### DATA SUPPLIED ###

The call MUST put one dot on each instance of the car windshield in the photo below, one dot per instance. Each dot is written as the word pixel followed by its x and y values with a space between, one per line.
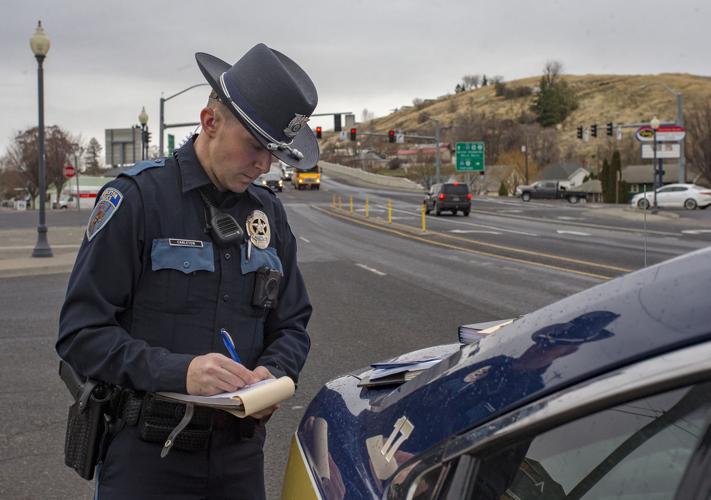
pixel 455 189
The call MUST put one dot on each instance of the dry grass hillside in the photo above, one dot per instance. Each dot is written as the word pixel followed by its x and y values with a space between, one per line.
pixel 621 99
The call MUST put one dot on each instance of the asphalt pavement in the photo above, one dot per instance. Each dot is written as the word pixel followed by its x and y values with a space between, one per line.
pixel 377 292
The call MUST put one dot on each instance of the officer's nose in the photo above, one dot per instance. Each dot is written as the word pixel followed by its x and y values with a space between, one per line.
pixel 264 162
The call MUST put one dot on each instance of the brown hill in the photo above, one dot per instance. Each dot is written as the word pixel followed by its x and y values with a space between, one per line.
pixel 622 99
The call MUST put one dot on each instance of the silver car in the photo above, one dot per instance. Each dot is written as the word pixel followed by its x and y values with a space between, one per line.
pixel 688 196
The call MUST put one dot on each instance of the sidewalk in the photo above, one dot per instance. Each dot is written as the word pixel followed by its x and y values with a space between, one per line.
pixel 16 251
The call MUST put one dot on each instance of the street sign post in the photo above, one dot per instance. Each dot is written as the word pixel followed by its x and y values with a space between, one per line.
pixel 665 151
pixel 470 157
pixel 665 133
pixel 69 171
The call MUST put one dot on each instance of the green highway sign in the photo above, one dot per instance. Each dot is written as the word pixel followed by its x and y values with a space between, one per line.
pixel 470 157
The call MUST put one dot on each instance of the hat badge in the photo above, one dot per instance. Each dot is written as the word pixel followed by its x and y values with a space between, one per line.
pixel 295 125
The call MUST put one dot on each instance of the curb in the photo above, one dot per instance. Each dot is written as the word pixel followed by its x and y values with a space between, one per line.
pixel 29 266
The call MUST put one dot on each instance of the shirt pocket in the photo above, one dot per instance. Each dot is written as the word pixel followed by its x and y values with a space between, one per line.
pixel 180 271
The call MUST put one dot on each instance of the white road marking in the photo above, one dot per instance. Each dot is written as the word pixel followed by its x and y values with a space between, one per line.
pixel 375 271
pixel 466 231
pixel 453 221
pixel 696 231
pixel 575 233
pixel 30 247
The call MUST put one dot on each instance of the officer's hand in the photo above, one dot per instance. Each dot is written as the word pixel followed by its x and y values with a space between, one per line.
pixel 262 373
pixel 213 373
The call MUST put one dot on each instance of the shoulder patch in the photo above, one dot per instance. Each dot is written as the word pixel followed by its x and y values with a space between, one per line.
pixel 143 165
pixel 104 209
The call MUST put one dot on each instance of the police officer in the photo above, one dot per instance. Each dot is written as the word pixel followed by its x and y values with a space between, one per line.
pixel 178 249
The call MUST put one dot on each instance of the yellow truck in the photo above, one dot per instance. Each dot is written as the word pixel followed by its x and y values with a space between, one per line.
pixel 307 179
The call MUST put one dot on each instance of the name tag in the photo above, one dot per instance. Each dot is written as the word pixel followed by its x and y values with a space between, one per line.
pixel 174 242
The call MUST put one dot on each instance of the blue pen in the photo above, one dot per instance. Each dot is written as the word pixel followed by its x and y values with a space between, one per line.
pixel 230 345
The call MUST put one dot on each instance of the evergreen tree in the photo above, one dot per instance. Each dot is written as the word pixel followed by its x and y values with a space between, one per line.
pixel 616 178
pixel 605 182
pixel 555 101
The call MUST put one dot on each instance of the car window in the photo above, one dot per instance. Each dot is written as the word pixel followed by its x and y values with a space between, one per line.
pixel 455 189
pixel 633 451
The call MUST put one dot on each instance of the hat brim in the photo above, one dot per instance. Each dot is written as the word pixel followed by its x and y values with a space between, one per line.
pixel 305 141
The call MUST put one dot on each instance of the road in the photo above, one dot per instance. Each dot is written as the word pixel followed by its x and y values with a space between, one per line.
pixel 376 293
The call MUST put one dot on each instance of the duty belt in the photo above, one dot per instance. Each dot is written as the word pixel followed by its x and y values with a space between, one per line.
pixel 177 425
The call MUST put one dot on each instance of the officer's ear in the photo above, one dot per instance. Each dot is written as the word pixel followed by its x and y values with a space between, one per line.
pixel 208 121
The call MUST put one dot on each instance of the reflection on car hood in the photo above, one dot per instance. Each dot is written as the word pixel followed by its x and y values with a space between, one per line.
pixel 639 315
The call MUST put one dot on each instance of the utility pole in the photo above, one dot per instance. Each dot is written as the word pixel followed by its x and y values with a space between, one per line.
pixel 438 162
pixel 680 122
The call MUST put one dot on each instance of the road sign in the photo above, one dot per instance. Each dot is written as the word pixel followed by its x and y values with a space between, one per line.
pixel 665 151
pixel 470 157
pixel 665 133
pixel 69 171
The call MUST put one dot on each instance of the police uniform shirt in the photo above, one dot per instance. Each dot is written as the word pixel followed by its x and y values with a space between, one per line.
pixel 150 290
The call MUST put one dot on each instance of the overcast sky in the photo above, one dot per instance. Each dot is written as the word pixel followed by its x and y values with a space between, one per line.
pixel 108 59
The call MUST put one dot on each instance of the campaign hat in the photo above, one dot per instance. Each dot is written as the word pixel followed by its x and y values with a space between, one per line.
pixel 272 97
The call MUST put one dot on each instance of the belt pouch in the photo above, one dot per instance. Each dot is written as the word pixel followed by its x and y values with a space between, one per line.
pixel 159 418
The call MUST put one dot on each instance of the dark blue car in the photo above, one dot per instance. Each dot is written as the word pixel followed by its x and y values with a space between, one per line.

###

__EXERCISE BRIEF__: Repeat each entry exactly. Pictures do not belong in the copy.

__FINAL RESULT__:
The call MUST put one dot on each instance of the car windshield in the photo below, one dot per instance. Each dot is written as the word pixel followed by its x and y values with a space between, one per line.
pixel 455 189
The call MUST put one dot on each instance of the dry grass hillside in the photo above, one dot per instance. Each dot is written as the word pixel followed by its x and y values with a space between, one per line.
pixel 621 99
The call MUST put one dot on each instance of the asphalt pavement in the photo above, one dot per instance. Each dot is written as the word pixel followed by its x and y values with a space between, one per line.
pixel 377 292
The call MUST put one dot on each instance of the officer's nose in the photo above, one dot per instance. Each dot is written as the word pixel followed by its x and y values with a space between, one per line.
pixel 264 162
The call MUST put one dot on each instance of the brown hill in the photo above, one dot per instance. Each dot is written as the word pixel followed by its x and y values with a space between, one per line.
pixel 622 99
The call MUST put one dot on each instance of the silver car in the photo above, one dot per instance. Each dot is written as the word pixel followed by its x and y values with a space between, one per line.
pixel 688 196
The call MUST put one dot on each instance of the sidewalk in the photo above, one dot per instance. Each dot is written as the word pixel followed by its x and y values with a space between, one per line.
pixel 16 251
The call MUST put one dot on each instance of the street sign post in the photo above, one dot per instance. Each dot is written as the word pixel followed by its x and y values with a space between, one per line.
pixel 665 151
pixel 470 157
pixel 665 133
pixel 69 171
The call MUST put one dot on each instance of the green highway sign in the photo above, one dot per instance. Each dot is written as the word pixel followed by its x and y values with a space between, one per line.
pixel 470 157
The call MUST put one dot on each instance of the hat badge in the photo above, one dot per instance. Each dot is written as the word pixel followed by its x and y values with a space between, one per line.
pixel 295 125
The call MUST put one dot on each instance of the curb in the photo above, one dot per instance. Each dot is written as the word pixel followed by its x and y values with a space between, one per line.
pixel 29 266
The call MUST put one dot on each instance of the shirt pocket in the photo above, one dot per instance. Each dot is written as the word pixel followed by its x and y values with a space between, one per line.
pixel 180 271
The call MUST put one dot on each instance of the white road marking in the photo above, one dot per instance. Each dot is written as the word pixel followed by its x and y values with a space between, one per line.
pixel 375 271
pixel 466 231
pixel 453 221
pixel 696 231
pixel 575 233
pixel 30 247
The call MUST put one dot on each instance of the officer's hand in the photo above, one dot per instance. Each dot is written as the word pixel followed by its x and y values with a space between, one per line.
pixel 262 373
pixel 213 373
The call MUST put one dot on each instance of the shoulder patch in the photo above, one dot per instance. Each dot is written as the word pixel followed by its x and y values with a space between, one per line.
pixel 143 165
pixel 104 209
The call MUST put one dot on each instance of the police officer in the photo above, one dot per instance. Each dot is written as the word pixel followed by its x and y values with a space between, one per line.
pixel 178 249
The call MUST put one dot on each instance of the yellow truck in the photo above, one dot per instance. Each dot is written as the word pixel followed by its x and y values with a space between, one per line.
pixel 307 179
The call MUST put one dot on each instance of the name tag in the photo above, one dot per instance. Each dot is written as the word pixel followed by its x and y values with a space between, one per line.
pixel 174 242
The call MUST put one dot on each instance of the blue pen in the photo above, one dot per instance. Each dot is written as the word pixel followed by its x and y values with a space between, one per line.
pixel 230 345
The call MUST put one dot on each instance of the evergreen tree in the photo above, one dot per instance. Each dot is written as the word pixel followed by its x and y values with a space between, one per line.
pixel 616 178
pixel 605 182
pixel 555 101
The call MUST put one dot on each instance of the car window in the photo above, one dot per instance. Each dot is written as the word pixel followed by its x and y values with a space between, one per line.
pixel 455 189
pixel 633 451
The call MUST put one dot on each instance of the hat brim in the photo above, one dot per instance. Each dot is written as the word pixel followed by its x and y values with a space between, one per line.
pixel 305 141
The call MUST put one dot on each instance of the road in the photo above, one dot per instance. Each dot is written as the word pixel followed by its x and y values with a space between, one per line.
pixel 376 293
The call MUST put one dot on each instance of the duty belt in the photo above, one dot per instance. Each dot is written as the word pixel followed by its x and y values with a space between, one per line.
pixel 177 425
The call MUST put one dot on each instance of the officer's ear in the photo above, one dot per instance. Each dot is written as the word pixel followed by its x and y values with a space between, one per line.
pixel 208 121
The call MUST put one dot on each instance of the reflection on car hood in the photo above, one dot per instance. Each dot is written as the word pixel followed by its x and y values with a space between, one per line.
pixel 639 315
The call MUST put one dot on each instance of the utility pole in the photo above, one dot per instance. Each dot is written as the word pixel followed by its x and y values with a space between, one per line.
pixel 438 162
pixel 680 122
The call MUST put one dot on each instance of the road sign in the photo above, one dot per instance. Each dot is written as the word pixel followed by its x and y values with a space between, one per line.
pixel 665 151
pixel 470 157
pixel 665 133
pixel 69 171
The call MUST put one dot on each instance of the police uniform shirt in the photo above, one dot per instance. Each dot is written as the word pixel followed by its x and y values with a space between, one per line.
pixel 150 290
The call MUST put one dot on each instance of the overcast sky in the photo above, one dot per instance. Each dot is written as the word pixel followed by its x and y values with a space between, one per line.
pixel 108 59
The call MUST put one dot on each instance of the campaign hat in the photo above, one dot per instance. Each dot is written as the word pixel followed by its x and y values with a space between, one per line.
pixel 272 97
The call MUST put one dot on each instance of the belt pouch in the photo above, one dot per instance. Each dot is written as the word pixel followed by its x and y values with a space between, one per line.
pixel 159 418
The call MUST put one dot on each instance of the dark blue car in the photo above, one dot per instance. Each dot is written as the word pixel followed by its x and y values with a space between, one per line.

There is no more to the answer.